Task to carry out:
Copy out every line of the records below, requests included, and shift each x and y coordinate in the answer points up by 65.

(Labeled-object pointing entries)

'''

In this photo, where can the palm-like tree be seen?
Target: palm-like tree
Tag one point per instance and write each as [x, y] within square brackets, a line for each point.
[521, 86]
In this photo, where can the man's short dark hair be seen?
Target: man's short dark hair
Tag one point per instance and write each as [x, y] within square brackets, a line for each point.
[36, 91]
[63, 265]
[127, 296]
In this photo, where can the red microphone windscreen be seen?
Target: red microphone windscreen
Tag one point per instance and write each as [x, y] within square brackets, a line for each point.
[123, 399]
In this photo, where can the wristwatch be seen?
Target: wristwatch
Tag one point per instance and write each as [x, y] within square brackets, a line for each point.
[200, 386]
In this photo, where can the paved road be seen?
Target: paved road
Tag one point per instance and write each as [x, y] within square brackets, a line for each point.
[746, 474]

'''

Exercise solution:
In this photo, where can the palm-like tree be seen?
Target: palm-like tree
Tag one point per instance and write each as [x, y] within square brackets, a line for each point.
[586, 151]
In this photo, where can the man's short dark hair be seen?
Target: man's short dark hair
Tag one point per instance and write each as [x, y] within square brackets, a line for each point.
[101, 156]
[128, 330]
[192, 361]
In this photo, where can the red microphone windscreen be seen?
Target: red microphone windscreen
Tag one point per instance and write each as [x, y] within square brackets, a line for each point.
[188, 464]
In this photo, where can the wristwatch be seen?
Target: wristwatch
Tag one point per instance and write each as [x, y] within square brackets, a line for each point.
[265, 451]
In this photo, where can the paved road be seen?
Target: paved road
Tag one point per instance and write each as [x, y] within square brackets, a line for each point.
[811, 539]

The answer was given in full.